§ **Short exercise**
Go through the material and write it all out exactly, minus the pictures.

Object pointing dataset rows
####################
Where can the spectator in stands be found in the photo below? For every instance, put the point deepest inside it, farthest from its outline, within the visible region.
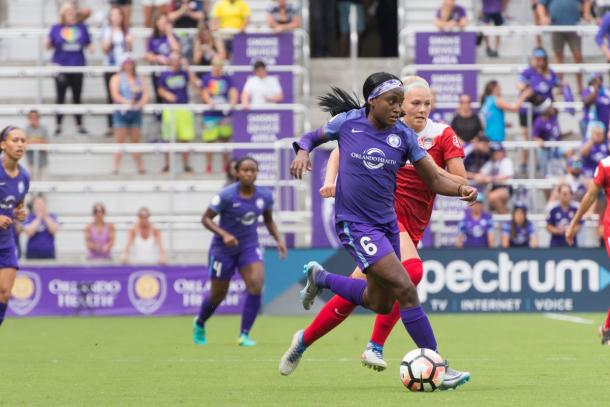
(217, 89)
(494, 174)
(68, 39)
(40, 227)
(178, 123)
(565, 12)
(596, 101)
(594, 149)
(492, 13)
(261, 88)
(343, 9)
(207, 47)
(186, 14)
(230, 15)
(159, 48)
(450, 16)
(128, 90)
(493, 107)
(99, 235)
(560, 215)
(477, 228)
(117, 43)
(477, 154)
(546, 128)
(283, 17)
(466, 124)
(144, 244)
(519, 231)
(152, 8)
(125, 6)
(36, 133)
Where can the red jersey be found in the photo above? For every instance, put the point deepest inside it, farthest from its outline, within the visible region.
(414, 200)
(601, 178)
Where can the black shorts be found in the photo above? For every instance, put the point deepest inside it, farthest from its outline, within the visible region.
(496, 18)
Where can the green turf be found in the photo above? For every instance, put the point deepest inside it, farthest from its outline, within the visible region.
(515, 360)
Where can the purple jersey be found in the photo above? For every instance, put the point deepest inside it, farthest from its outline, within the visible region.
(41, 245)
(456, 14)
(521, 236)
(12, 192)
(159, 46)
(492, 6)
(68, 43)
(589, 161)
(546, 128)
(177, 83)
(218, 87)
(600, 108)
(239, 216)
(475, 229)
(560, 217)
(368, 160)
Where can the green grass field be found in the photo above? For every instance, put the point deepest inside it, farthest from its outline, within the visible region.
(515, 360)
####################
§ **Written answer**
Where can the spectator in stands be found in the photo below? For every instance, put the point deepest inside it, farthest from its outline, within the visible region.
(217, 89)
(494, 174)
(68, 39)
(40, 227)
(178, 123)
(565, 12)
(596, 101)
(594, 149)
(492, 13)
(261, 88)
(343, 9)
(207, 47)
(186, 14)
(230, 15)
(159, 48)
(450, 16)
(128, 90)
(493, 107)
(99, 235)
(560, 215)
(477, 228)
(117, 43)
(477, 154)
(546, 128)
(283, 17)
(466, 124)
(144, 244)
(519, 231)
(152, 8)
(125, 6)
(36, 133)
Where can the red jersey be found in the photo above? For every instance, put the point deepest inside it, farthest from its outline, within the visible region.
(414, 200)
(601, 178)
Where can the black shorts be found in the photo above? For every instance, put the point deepest inside it, farthest from its outline, within the visible region.
(496, 18)
Where can the green turf be found in the photo above? For every instance, put the point deepest inside it, farthest from its outline, within the visible region.
(515, 360)
Where can the purple jersey be found in the photo above? For every instance, put the point deepest inside it, farthest from its outline, within the visible region.
(41, 245)
(456, 14)
(521, 236)
(12, 192)
(159, 46)
(492, 6)
(68, 43)
(589, 161)
(546, 128)
(177, 83)
(218, 87)
(600, 108)
(239, 216)
(475, 229)
(560, 217)
(368, 160)
Where can the green grass field be found in the photo above? For every instance, put the point deepest inside it, farthest from its outline, within the visible region.
(515, 360)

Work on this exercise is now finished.